=== Raw data ===
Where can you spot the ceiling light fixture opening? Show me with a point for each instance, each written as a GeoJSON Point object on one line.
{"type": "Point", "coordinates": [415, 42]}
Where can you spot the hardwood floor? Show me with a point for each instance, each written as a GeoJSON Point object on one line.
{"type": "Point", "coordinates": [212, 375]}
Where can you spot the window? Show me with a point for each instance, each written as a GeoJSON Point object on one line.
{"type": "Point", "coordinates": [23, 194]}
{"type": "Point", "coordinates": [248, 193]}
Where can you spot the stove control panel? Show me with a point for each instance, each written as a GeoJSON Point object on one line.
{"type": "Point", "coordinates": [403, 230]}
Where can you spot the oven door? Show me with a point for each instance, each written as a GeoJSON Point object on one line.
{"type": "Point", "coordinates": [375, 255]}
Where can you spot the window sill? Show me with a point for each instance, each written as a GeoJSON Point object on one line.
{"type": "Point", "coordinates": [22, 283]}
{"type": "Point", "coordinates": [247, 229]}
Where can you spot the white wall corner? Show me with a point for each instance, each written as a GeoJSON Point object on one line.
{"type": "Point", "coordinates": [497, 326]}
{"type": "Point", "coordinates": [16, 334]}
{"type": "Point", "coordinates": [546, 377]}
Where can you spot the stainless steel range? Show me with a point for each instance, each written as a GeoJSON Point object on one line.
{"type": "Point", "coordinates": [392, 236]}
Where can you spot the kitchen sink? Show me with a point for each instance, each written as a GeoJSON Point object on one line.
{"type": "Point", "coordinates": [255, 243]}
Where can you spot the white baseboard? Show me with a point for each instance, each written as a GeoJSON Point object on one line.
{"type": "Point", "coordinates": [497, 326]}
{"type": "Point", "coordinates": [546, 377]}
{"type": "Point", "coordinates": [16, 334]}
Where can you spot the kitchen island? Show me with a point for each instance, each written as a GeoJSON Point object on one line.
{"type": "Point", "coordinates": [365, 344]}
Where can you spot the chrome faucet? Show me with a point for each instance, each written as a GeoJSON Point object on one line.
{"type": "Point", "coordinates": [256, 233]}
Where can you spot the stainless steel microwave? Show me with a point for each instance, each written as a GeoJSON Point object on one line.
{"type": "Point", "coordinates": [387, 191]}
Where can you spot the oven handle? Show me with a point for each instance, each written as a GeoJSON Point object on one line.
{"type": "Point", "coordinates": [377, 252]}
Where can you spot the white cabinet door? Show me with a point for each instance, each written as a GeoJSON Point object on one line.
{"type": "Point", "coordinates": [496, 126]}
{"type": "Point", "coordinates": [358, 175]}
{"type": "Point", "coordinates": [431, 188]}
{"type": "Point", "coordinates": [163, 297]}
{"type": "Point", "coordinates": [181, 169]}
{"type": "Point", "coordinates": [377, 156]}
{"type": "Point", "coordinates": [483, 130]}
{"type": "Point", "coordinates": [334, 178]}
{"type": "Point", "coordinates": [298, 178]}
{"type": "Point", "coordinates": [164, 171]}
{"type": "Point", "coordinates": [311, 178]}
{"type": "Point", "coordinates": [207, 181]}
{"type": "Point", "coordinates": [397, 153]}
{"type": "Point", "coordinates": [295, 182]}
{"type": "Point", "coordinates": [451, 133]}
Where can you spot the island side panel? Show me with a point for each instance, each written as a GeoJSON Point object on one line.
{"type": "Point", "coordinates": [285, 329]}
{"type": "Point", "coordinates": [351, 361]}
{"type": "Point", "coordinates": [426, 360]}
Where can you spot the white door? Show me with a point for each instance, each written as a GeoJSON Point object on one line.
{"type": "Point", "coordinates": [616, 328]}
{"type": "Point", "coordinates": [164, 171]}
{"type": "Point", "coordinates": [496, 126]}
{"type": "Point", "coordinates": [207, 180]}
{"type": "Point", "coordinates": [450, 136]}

=== Given task ===
Please repeat the records above without any changes, starting at the line that contains "Where can you spot the island" and running through the final line, both included.

=== Right answer ===
Where can you spot the island side panel? Show me with a point for each instance, each written as a GeoJSON Point object on one line.
{"type": "Point", "coordinates": [285, 329]}
{"type": "Point", "coordinates": [351, 361]}
{"type": "Point", "coordinates": [426, 360]}
Where can you spot the white door? Show me with a point for each instance, each written as a GeoJSON Point object on one line.
{"type": "Point", "coordinates": [616, 328]}
{"type": "Point", "coordinates": [164, 171]}
{"type": "Point", "coordinates": [496, 126]}
{"type": "Point", "coordinates": [207, 180]}
{"type": "Point", "coordinates": [450, 136]}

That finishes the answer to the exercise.